Pull each line holding the word "carries" from the data.

====== INFORMATION SHOWN

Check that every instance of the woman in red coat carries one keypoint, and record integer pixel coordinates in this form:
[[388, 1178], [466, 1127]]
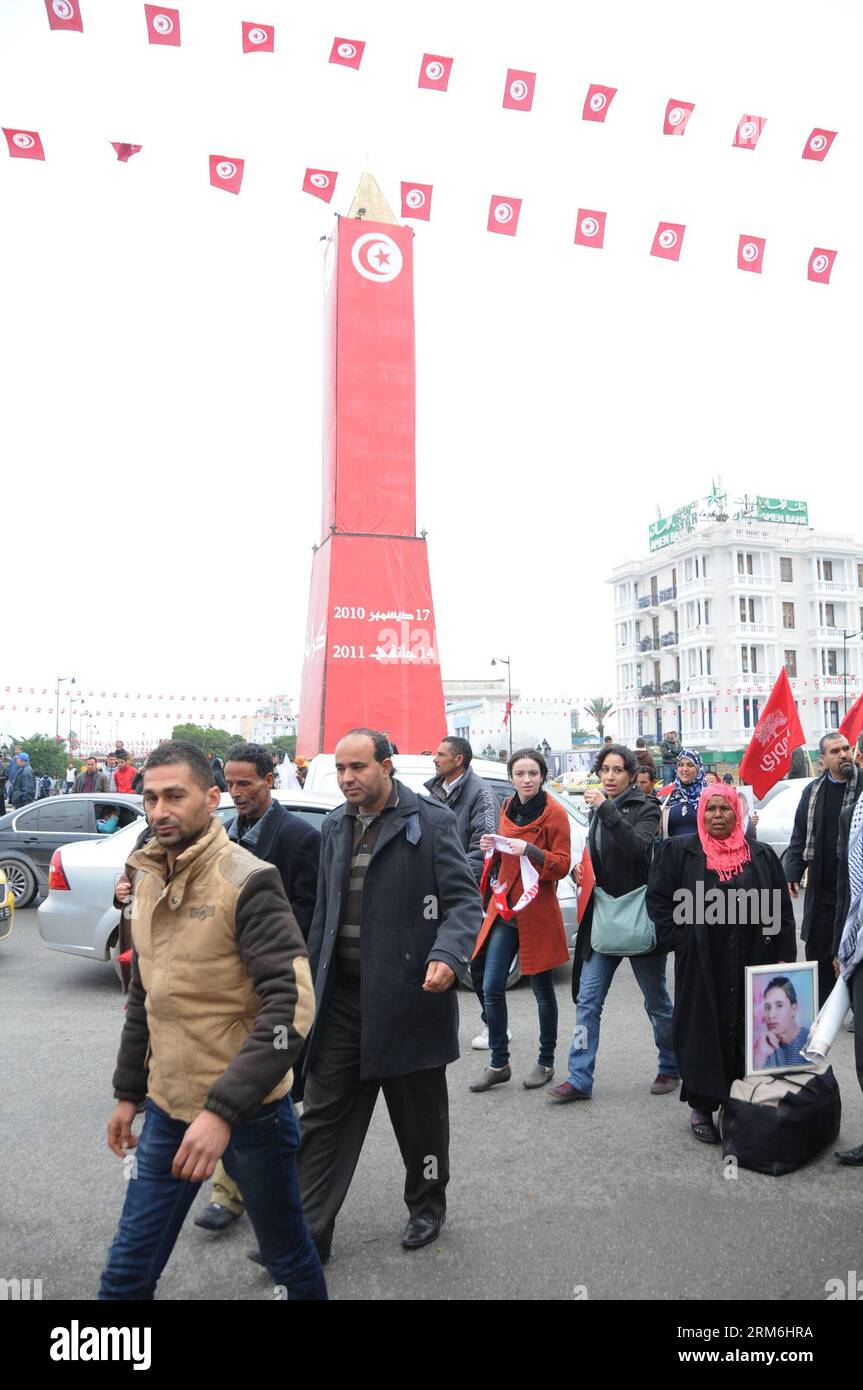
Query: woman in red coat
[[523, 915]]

============
====== INFORMATION SHOWN

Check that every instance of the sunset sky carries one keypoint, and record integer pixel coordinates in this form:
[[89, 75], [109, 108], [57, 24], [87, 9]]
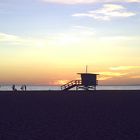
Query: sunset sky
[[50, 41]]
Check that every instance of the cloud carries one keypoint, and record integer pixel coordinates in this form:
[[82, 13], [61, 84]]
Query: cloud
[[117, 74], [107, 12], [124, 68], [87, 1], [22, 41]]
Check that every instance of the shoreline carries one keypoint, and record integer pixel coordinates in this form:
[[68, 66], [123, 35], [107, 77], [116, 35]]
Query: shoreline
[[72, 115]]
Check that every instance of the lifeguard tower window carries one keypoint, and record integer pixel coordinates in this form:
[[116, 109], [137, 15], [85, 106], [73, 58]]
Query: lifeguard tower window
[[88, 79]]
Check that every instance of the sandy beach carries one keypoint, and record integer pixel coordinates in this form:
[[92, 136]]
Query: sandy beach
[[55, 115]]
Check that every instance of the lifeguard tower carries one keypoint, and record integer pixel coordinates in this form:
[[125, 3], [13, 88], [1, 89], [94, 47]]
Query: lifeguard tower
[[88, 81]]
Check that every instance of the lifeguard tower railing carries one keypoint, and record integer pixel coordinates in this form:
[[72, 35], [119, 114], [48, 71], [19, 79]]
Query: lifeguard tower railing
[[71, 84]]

============

**TASK SOLUTION**:
Check that every instance of the woman in red coat carries one keypoint, and record integer pixel coordinates in this form:
Check that every instance of the sunset sky carries one keypoint, and record integer pixel coordinates in this form:
Check that every instance of the cloud carries one keypoint, and record integer pixel coordinates in this form:
Check that every instance of the shoreline carries one keypoint, and record integer pixel coordinates in this form:
Check that every instance of the lifeguard tower window carries one keypoint, and record integer pixel coordinates in this form:
Check that every instance of the sandy beach carries one keypoint, and record integer pixel coordinates in this form:
Check that every instance of the lifeguard tower carries one keypoint, and record integer pixel coordinates in this form:
Check that every instance of the lifeguard tower railing carries one keypoint, and record integer pixel coordinates in this form:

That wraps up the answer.